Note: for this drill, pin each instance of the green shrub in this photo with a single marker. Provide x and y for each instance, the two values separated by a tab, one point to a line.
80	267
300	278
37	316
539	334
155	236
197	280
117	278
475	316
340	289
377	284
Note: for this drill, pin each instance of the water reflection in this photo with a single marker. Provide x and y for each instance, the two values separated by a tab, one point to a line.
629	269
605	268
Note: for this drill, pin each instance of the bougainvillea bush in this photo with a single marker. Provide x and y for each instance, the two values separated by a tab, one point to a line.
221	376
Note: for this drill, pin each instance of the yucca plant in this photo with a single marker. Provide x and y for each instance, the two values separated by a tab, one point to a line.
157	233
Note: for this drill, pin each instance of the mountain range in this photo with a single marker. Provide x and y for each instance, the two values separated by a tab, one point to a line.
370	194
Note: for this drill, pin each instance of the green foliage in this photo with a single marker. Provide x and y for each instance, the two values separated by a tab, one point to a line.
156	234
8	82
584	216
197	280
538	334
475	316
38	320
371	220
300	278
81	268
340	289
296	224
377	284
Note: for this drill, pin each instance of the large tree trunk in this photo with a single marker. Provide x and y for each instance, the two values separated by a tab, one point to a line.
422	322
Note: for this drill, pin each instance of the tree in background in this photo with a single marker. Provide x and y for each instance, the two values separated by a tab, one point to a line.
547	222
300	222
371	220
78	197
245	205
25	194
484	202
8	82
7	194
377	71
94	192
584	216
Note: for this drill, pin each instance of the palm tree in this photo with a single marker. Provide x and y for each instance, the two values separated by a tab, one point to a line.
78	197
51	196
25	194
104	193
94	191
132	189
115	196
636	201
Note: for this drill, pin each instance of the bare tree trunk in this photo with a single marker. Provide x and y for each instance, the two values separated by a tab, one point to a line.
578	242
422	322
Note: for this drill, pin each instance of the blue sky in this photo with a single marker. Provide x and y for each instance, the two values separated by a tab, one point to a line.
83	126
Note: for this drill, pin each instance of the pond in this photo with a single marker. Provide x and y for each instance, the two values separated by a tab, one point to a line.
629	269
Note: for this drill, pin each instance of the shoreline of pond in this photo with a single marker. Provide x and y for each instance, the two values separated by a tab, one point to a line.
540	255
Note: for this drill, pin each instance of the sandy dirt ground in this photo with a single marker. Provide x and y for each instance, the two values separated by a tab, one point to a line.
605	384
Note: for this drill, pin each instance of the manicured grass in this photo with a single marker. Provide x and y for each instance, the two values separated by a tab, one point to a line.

────────────────────────────────────────

Write the records out once more, word for word.

Note: for this drill, pin each instance of the green shrub in this photo with a single marker. Provide x and y for each instance, the two values separated by a tab, one point to a line.
80	267
300	278
37	316
539	334
155	236
197	280
117	278
475	316
340	289
377	284
Note: for this drill, pin each instance of the water reflection in this photo with a single marker. Provide x and y for each instance, the two values separated by a tab, one point to a line.
629	269
605	268
Note: for this drill, pin each instance of the bougainvillea bush in this photo with a single marker. Provide x and y for each instance, the two values separated by a tab, one point to a line.
221	376
Note: for this drill, pin each instance of the yucca plant in this photo with a single marker. Provide x and y for each instance, the two values separated by a tab, one point to a line.
157	233
Note: for this drill, pin each instance of the mountain range in this photo with a single marker. Provide x and y for each instance, the two values separated by a tab, one point to a line.
370	194
Note: for this drill, pin each instance of the green foliage in this photo with a single marker. Provide x and y for each instance, the two values separated by a tab, one point to a line.
156	234
8	82
584	216
197	280
538	334
475	316
38	320
371	220
300	278
81	268
340	289
296	224
377	284
Note: for this drill, pin each instance of the large tree trunk in this photo with a single marker. Provide x and y for each instance, the two values separated by a tab, one point to a line.
422	322
Note: for this drill, pin each instance of the tree in background in this photo with a single marker. Provide x and y for each instance, the two values separated by a tab, one point to a line.
547	222
300	222
371	220
78	197
245	205
25	194
484	202
8	82
7	194
377	71
94	192
584	216
Note: for this drill, pin each instance of the palm tree in this photo with a single marker. Provide x and y for each instance, the two values separated by a tab, one point to a line.
78	197
51	196
25	194
104	193
94	191
132	189
115	196
636	201
Note: for this drill, pin each instance of the bare tree trunk in this photo with a single marker. Provide x and y for each instance, the two values separated by a tab, one point to a line.
578	242
422	322
Note: for this drill, pin each instance of the blue sky in this photo with a single marker. Provide x and y for each instance, the two values separated by a tab, one point to a line.
83	126
Note: for this drill, pin each instance of the pond in this photo with a single marker. Provide x and y for each instance, the two values separated by a tab, one point to a line.
629	269
Note: for this drill, pin each instance of the shoreline of pond in this photo with a single marker. Provide x and y for each instance, the two values separated by a tab, one point to a line.
540	255
Note: for this drill, pin each instance of the sandy dirt ground in this photo with a single marker. Provide x and y for each instance, the two values separated by a tab, one point to a line.
605	384
Note: for this drill, pin each instance of the manicured grass in this photo with a single marker. Provide x and y for each instance, the two values separated by a tab, one point to a line.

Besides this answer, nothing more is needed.